*Problem details*. All lines in the records below with the word "wheel" must be returned.

++++

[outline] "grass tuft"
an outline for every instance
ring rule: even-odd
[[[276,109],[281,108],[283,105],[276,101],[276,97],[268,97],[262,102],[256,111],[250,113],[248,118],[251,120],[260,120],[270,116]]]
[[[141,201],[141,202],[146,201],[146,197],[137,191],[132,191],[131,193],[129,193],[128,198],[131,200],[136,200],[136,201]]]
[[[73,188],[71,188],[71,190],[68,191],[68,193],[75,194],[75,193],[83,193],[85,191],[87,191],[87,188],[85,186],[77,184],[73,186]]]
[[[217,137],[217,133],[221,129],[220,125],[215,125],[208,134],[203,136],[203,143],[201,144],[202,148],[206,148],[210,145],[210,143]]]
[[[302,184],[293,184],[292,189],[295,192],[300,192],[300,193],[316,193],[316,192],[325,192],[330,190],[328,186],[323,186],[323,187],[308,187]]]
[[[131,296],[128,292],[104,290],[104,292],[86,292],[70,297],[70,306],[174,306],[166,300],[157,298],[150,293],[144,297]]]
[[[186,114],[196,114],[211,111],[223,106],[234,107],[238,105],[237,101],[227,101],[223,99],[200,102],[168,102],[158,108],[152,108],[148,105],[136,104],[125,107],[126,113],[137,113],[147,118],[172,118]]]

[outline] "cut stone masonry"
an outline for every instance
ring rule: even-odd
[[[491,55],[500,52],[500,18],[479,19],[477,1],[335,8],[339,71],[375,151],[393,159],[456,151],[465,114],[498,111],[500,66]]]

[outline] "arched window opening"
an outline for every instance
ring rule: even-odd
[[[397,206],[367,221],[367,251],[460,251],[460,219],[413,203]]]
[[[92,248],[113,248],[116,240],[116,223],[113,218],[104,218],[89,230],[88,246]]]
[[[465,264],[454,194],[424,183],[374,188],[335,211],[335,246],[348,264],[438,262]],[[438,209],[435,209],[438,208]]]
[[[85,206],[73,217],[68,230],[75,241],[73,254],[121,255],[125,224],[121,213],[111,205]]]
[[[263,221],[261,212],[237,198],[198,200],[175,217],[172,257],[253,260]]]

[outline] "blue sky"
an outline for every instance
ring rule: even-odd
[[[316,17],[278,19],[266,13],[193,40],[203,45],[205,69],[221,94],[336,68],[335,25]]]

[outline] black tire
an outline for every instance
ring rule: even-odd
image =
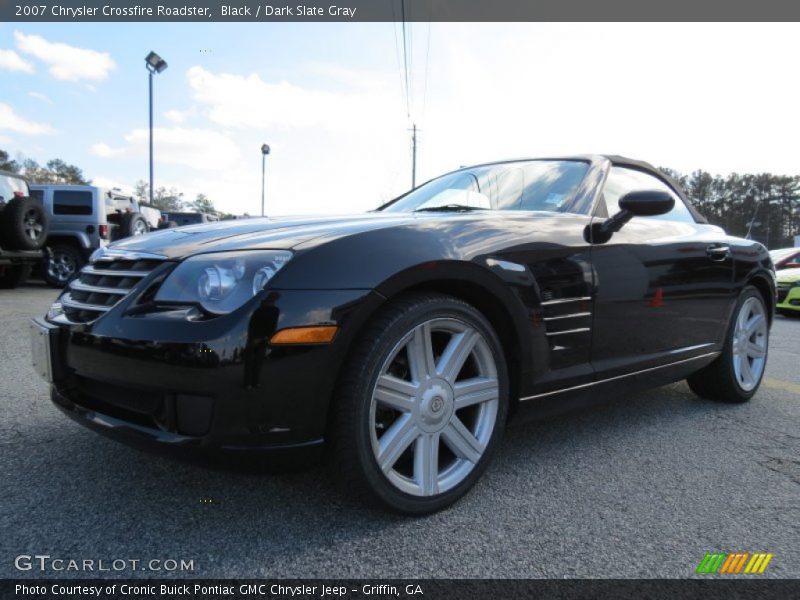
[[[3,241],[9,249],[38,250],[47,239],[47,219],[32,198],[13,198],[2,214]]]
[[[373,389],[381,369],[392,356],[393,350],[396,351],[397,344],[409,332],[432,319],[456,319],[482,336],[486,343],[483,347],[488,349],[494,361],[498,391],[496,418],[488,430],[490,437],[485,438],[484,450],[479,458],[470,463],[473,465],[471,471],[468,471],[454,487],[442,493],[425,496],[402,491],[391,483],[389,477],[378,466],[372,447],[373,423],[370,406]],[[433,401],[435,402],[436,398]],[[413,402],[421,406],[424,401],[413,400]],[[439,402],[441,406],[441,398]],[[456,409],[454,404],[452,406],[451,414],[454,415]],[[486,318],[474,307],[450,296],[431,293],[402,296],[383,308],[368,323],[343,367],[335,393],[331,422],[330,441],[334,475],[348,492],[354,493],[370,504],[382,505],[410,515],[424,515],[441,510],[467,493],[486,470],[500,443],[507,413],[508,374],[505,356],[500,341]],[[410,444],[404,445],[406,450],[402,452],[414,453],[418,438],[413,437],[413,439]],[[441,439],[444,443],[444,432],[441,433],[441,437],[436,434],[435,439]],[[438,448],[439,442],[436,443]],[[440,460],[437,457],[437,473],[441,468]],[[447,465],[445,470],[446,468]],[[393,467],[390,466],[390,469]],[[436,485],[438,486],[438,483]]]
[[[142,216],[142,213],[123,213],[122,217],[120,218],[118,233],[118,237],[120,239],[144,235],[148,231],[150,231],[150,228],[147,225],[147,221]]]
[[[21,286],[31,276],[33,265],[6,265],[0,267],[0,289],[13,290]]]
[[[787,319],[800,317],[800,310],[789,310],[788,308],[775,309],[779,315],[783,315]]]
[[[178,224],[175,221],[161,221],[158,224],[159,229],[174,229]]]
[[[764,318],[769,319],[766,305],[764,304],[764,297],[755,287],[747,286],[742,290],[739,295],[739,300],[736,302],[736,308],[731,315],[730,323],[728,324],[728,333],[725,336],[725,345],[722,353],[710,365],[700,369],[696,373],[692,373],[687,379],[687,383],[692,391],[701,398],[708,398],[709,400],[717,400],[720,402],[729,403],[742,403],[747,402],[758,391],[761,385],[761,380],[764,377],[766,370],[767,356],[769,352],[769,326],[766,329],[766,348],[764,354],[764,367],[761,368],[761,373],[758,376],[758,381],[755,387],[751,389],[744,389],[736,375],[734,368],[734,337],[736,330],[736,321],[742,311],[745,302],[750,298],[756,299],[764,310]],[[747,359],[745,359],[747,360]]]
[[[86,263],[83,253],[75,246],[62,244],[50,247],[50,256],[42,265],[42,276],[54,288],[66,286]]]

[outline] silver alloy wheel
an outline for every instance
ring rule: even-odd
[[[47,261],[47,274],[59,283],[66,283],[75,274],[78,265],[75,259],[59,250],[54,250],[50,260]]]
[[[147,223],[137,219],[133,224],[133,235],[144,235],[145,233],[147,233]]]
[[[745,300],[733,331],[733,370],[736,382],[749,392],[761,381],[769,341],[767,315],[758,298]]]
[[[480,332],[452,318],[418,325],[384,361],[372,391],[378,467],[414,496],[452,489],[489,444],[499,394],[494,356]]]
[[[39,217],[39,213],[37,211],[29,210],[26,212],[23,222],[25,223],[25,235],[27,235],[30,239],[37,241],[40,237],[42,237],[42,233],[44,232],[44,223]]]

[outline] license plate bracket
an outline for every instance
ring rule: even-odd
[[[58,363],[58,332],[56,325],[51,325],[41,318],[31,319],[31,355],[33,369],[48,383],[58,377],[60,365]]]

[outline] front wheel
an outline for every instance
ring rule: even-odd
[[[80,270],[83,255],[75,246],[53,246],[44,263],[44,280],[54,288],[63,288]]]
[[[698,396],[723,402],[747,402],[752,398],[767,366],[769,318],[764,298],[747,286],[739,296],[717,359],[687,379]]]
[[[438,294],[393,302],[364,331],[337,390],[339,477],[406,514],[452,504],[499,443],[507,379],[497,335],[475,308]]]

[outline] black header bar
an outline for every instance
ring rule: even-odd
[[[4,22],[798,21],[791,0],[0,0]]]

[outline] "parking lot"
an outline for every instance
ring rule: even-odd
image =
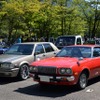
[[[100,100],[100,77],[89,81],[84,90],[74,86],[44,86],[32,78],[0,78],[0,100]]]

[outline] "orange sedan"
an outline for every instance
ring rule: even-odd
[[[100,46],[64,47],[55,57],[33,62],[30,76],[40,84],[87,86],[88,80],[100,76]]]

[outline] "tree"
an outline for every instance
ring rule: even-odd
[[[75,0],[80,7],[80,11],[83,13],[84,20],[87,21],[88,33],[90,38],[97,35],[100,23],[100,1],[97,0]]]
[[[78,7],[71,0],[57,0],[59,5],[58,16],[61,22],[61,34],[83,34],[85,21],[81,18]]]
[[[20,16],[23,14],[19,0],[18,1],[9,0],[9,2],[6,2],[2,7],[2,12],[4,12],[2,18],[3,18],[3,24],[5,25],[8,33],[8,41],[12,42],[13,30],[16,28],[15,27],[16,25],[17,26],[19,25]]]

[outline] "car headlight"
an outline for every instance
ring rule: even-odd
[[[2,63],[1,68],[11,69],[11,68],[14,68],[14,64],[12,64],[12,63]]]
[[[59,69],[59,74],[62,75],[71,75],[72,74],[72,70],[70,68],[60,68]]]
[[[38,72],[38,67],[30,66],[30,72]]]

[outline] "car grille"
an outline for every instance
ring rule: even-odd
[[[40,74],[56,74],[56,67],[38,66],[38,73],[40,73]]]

++++

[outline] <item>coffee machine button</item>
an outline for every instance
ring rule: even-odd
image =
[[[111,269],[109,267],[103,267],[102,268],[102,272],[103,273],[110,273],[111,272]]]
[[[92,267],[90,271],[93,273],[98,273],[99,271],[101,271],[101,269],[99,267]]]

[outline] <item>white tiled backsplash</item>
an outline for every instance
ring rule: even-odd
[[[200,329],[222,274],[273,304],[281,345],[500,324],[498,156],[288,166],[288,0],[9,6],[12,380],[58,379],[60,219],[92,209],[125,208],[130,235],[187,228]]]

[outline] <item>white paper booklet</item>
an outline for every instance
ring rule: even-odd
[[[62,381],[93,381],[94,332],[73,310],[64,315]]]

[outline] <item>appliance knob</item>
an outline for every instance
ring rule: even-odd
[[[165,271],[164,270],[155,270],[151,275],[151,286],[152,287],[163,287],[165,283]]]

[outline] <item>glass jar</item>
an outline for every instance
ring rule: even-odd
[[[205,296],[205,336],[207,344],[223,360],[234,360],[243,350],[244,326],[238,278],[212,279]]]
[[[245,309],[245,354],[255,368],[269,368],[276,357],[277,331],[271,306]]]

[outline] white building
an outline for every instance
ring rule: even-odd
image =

++++

*Finished exercise*.
[outline] silver alloy wheel
[outline] front wheel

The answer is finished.